▸ **Provided text**
↓↓↓

Keywords

You are the new chair of a clinical department in the medical school. One of your initial efforts is to create a departmental compensation plan. You create a task force, which works for nearly a year on a new plan, balancing out appropriate rewards for clinical, research, and other mission-related productivity. The plan includes a baseline salary, which is to be the median salary for that specialty, role (clinical versus research), and rank based on national data from the prior three years. An incentive plan includes payments for RVUs generated in excess of the median benchmark, along with incentives for funding of research effort and other mission/citizenship work. In the end, there is enthusiasm for the plan because many faculty will see increases in salary, as faculty below national means will see annual raises of the maximum allowable percent until their salaries reach the appropriate level. For some faculty, this would require 3–5 years of annual raises, given that current salaries are so low.

Less than one year later, the state cuts funding to the School of Medicine (SOM) . The dean sends an email to all the departments and faculty. In it he says that the SOM must reduce its expenditures by $8M to accommodate the decrease in state funding. He points out that there will be personnel and non-personnel expense reductions in the dean’s office and encourages departments to do the same. He sends out specific expense reduction targets by department.

↑↑↑

▸ **Your objective**
Retype the department compensation case word for word, from "Less than one" to "targets by department.".

▸ **Raw data**
↓↓↓

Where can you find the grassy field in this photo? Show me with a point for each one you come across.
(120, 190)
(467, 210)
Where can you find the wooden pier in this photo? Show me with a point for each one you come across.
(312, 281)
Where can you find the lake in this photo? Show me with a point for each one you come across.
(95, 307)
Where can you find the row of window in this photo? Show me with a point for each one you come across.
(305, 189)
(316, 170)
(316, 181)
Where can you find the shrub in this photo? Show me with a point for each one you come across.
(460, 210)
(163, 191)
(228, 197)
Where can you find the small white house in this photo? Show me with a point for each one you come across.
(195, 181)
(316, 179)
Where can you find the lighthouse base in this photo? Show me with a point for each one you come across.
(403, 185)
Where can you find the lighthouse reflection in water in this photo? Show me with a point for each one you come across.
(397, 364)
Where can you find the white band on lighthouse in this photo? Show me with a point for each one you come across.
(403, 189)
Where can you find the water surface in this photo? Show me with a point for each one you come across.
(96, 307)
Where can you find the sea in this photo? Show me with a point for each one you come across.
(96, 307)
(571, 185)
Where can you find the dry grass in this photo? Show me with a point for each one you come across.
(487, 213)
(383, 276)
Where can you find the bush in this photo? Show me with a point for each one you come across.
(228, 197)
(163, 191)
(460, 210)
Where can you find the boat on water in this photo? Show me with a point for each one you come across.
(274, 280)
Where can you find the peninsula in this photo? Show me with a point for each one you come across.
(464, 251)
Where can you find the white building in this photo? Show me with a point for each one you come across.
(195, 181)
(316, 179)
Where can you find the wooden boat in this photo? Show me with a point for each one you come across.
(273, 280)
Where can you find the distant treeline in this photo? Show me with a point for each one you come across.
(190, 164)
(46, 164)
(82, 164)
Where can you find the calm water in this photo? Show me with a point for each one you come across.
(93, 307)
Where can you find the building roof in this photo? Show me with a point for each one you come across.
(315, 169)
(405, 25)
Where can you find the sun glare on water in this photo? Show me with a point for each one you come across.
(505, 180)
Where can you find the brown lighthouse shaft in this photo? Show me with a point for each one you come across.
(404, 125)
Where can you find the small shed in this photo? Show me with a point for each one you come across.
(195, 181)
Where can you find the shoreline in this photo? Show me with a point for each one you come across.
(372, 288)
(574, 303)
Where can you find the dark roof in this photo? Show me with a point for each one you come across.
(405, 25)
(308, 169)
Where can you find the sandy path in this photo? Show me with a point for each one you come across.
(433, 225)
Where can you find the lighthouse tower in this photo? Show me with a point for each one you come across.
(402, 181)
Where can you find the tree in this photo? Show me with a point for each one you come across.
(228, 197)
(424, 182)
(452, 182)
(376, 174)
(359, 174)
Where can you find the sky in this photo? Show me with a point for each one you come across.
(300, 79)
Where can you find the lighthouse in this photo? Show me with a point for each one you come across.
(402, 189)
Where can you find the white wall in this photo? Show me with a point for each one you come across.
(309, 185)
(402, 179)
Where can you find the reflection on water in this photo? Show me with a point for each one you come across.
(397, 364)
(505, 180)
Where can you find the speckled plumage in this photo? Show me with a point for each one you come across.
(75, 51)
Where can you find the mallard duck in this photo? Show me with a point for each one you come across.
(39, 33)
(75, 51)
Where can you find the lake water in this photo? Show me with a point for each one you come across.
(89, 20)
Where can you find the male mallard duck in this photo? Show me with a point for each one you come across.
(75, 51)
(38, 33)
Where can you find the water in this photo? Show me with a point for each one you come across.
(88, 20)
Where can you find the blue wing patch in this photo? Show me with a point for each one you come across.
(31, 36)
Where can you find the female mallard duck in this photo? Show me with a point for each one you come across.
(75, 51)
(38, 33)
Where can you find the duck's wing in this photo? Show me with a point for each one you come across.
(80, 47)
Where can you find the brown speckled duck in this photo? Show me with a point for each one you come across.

↑↑↑

▸ **Task answer**
Less than one year later, the state cuts funding to the School of Medicine (SOM) . The dean sends an email to all the departments and faculty. In it he says that the SOM must reduce its expenditures by $8M to accommodate the decrease in state funding. He points out that there will be personnel and non-personnel expense reductions in the dean’s office and encourages departments to do the same. He sends out specific expense reduction targets by department.